WHAT TO WORK ON –
1 - According to the excerpt about Governors Bay, in what year was Governors Bay Hotel founded?
2 - From the rows below, extract each line that contains the string "with".

Governors Bay Wikipedia
The settlement of Governors Bay is located on Banks Peninsula near the head of Lyttelton Harbour. It is connected via Governors Bay Road to Lyttelton, via Dyers Pass Road over the Port Hills to the Christchurch suburb of Cashmere, and via Main Road to the south side of the harbour basin and Banks Peninsula.
Governors Bay School in Jetty Road caters for students from year 0 to year 8. From year 9 onwards, students attend one of the high schools in Christchurch. Cholmondeley Children´s Home in Cholmondeley Lane is a children's home providing quality short-term or emergency residential care for children, usually between the ages of 3–12 years, and support for their families. Governors Bay Hotel, founded in 1870, is one of the oldest hotels in continuous operation in New Zealand. It remained open after the 2010 and 2011 earthquakes.
The Ohinetahi historic homestead, in Ohinetahi, is a Category I heritage building, and the associated formal garden is considered to be one of New Zealand's finest. A partnership of three purchased the property in 1977 and one of them, prominent Christchurch architect Sir Miles Warren, has lived in the property since soon afterwards. Damage from the September 2010 quake forced changes to lighten the upper story of the building. Sir Miles gifted the property "to the nation" in early 2013.

Items stored from a collection:
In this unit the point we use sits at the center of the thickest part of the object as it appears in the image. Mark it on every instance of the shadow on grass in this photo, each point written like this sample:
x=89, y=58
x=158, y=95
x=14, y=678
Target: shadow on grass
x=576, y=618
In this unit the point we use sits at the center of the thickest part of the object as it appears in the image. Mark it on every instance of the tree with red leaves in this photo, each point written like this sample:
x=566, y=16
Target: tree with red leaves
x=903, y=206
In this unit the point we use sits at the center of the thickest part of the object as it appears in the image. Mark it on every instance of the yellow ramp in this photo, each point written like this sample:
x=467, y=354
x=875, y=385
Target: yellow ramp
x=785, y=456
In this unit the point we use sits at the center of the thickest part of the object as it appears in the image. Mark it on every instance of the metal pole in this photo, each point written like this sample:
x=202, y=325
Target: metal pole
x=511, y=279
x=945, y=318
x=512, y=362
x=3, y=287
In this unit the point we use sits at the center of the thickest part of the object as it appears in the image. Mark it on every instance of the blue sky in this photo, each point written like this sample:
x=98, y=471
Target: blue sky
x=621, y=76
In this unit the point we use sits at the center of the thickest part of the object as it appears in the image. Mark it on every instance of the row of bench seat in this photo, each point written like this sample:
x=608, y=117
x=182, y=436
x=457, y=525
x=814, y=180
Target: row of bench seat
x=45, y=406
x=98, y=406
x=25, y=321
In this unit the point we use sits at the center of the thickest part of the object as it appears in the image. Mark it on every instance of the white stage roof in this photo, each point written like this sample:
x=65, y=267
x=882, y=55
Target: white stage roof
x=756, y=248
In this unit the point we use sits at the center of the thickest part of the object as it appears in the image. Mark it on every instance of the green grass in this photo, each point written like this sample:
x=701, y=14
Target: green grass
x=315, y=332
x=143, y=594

SOLUTIONS BELOW –
1 - 1870

2 -
In this unit the point we use sits at the center of the thickest part of the object as it appears in the image. Mark it on every instance of the tree with red leaves in this photo, each point written like this sample:
Target: tree with red leaves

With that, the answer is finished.